Start of Block

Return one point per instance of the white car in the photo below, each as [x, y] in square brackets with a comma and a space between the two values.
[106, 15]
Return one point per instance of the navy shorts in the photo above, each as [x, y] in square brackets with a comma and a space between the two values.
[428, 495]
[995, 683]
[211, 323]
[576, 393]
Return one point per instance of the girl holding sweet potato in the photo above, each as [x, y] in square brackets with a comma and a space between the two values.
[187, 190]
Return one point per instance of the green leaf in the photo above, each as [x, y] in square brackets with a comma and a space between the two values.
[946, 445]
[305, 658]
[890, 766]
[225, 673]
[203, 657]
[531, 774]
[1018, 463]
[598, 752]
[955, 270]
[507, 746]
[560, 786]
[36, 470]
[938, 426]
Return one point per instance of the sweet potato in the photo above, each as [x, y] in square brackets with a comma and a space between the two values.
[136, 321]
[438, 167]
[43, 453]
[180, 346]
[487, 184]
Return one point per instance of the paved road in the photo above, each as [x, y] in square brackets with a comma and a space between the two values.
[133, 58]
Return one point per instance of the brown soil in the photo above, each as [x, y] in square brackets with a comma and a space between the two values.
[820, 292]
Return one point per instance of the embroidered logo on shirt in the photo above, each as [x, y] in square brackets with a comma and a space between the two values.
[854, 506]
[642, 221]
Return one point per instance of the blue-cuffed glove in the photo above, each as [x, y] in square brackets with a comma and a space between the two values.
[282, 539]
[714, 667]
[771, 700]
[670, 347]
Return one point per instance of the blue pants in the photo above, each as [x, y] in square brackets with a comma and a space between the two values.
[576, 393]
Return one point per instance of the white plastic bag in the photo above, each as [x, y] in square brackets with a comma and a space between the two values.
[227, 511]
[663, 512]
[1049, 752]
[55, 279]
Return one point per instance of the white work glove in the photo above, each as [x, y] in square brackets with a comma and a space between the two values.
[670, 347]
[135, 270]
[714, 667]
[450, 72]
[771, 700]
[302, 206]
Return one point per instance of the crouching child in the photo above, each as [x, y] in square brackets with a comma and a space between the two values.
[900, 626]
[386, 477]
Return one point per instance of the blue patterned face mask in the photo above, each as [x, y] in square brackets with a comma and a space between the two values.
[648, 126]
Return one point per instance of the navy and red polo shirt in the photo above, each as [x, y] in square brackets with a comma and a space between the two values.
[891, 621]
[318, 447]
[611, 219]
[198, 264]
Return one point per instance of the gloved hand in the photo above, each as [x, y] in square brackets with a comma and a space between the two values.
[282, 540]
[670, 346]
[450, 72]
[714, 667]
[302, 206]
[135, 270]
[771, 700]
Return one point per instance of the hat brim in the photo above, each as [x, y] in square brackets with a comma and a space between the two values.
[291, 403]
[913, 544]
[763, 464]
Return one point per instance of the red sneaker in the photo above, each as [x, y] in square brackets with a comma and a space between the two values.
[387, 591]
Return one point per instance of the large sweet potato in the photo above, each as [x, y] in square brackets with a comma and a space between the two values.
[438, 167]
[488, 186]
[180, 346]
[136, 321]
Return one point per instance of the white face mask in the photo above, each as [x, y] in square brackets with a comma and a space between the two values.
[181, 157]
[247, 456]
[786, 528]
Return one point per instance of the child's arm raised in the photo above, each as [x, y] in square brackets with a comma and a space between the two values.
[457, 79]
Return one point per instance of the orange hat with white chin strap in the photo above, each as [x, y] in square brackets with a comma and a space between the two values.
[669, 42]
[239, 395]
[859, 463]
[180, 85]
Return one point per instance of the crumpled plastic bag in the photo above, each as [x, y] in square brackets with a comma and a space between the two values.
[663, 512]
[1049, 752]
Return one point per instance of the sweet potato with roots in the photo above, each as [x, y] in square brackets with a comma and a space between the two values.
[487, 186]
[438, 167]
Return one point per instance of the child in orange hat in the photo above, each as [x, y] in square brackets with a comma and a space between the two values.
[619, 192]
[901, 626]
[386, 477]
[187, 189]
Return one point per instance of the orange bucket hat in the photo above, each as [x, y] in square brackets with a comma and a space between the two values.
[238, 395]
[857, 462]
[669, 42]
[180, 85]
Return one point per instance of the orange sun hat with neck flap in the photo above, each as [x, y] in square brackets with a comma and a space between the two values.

End of Block

Problem statement: Retype the material in full. Each word must match.

Task output:
Return one point per instance of the white car in the photo below, each as [x, y] in square brackets with a comma and a space between the two values.
[106, 15]
Return one point per instance of the navy shorts in the photo above, each as [x, y] in square brackets with a comma and a space between the two values.
[428, 495]
[995, 683]
[211, 323]
[576, 393]
Return one point per instance of the girl holding sweet potato in the photo above, each as [x, y] in square brackets with a comma and a space between the two values.
[187, 190]
Return one point per instance of the green leaf in the photo above, each as [x, y] in square brackets with a comma and a space between the two values.
[946, 445]
[305, 658]
[890, 766]
[225, 673]
[203, 657]
[531, 774]
[1018, 463]
[598, 752]
[955, 270]
[507, 746]
[560, 786]
[36, 470]
[938, 426]
Return one point per instance of the sweet potato in the photo above, each as [x, y] in square brackets with a comma and a space between the two values.
[136, 321]
[438, 167]
[43, 453]
[180, 346]
[487, 184]
Return one point per instance of the paved road in the photo above, each as [x, y] in square brackets with a comma and a space between the two values.
[133, 58]
Return one point per instance of the brown soil in the photo above, each as [x, y] in square brackets with a comma and a space between the two values.
[820, 292]
Return one point per instance of the embroidered logo on shirt in the photo above, each as [x, y] in square brackets with a comma and a space between the two values.
[854, 506]
[642, 221]
Return one point per instance of the blue-cuffed glove in the photo above, each as [x, y] in square brackets with a comma and a space between the two values.
[282, 539]
[714, 667]
[771, 700]
[670, 347]
Return one point per instance of the blue pants in the photo above, each as [x, y] in square brackets with a comma and a space between the two values.
[576, 393]
Return one point per instance of the white plastic bag in the photo above, each as [x, y] in square brackets with a comma and a space between the two values.
[227, 511]
[663, 512]
[1049, 752]
[55, 279]
Return one point per instance of the white work glove in the photo above, each as [x, y] in square brackets with a comma and a space between the two values.
[670, 347]
[135, 270]
[714, 667]
[450, 72]
[771, 700]
[302, 206]
Return one point per instance of the crouching child in the photo above, each as [x, y] in square brackets with a comma and a space between the two values.
[900, 626]
[386, 477]
Return one point per instance of the blue patterned face mask in the photo above, each as [x, y] in square brackets with a comma and a space between the two values.
[648, 126]
Return one point per instance of the navy and red polo shirt in the photo above, each as [x, y] in square brackets with a comma and a space between the two values.
[891, 621]
[318, 447]
[611, 219]
[198, 264]
Return one point per instance of the gloved hand in the photo above, each as [x, y] in square brackets with a comma and a space between the two values.
[282, 540]
[670, 346]
[450, 72]
[714, 667]
[302, 206]
[135, 270]
[771, 700]
Return one point per instance of the hat brim in the photo above, each as [x, y] in square brackets with a comma and a space between the two values.
[291, 403]
[913, 544]
[763, 464]
Return one point per instance of the red sneaker in the photo above, each as [x, y] in square brackets with a comma and a space between the two values.
[387, 591]
Return one point per instance of the large sweet potato in the photo above, each as [x, y] in square brackets with a comma and a space between the two values.
[438, 167]
[488, 186]
[180, 346]
[136, 321]
Return one point per instance of the white face mask in the photo above, each as [x, y] in square brackets with a comma and a space between the two values.
[181, 157]
[247, 456]
[786, 528]
Return one point per instance of the child's arm raised in the photo above, each as [x, y] in square brackets with a comma and a space between the two values.
[457, 79]
Return one point per instance of the orange hat with white chin strap in the photo above, each as [x, y] in square brackets with a comma and a space between the two values.
[669, 42]
[239, 395]
[859, 463]
[180, 85]
Return one point per instance of the crumpled plastic bag in the photo above, each as [x, y] in square brackets with a comma and a space between the two values.
[663, 512]
[1049, 752]
Return one point per instance of the sweet potato with roots in the photo above, each as [x, y] in square brackets with a comma and a space between the two values.
[487, 186]
[438, 167]
Return one point per instance of the child in orange hat in the photo above, each as [x, y] in square brackets with a comma and a space between the two values.
[619, 192]
[901, 626]
[386, 477]
[187, 189]
Return one point per instance of the orange bucket hat in the photo above, each as [x, y] in square brackets with a comma and a space between the two values.
[238, 395]
[857, 462]
[669, 42]
[180, 85]
Return one point per instance of the orange sun hat with neck flap in the photo above, each as [x, y] in square brackets with a comma and a space between the two values.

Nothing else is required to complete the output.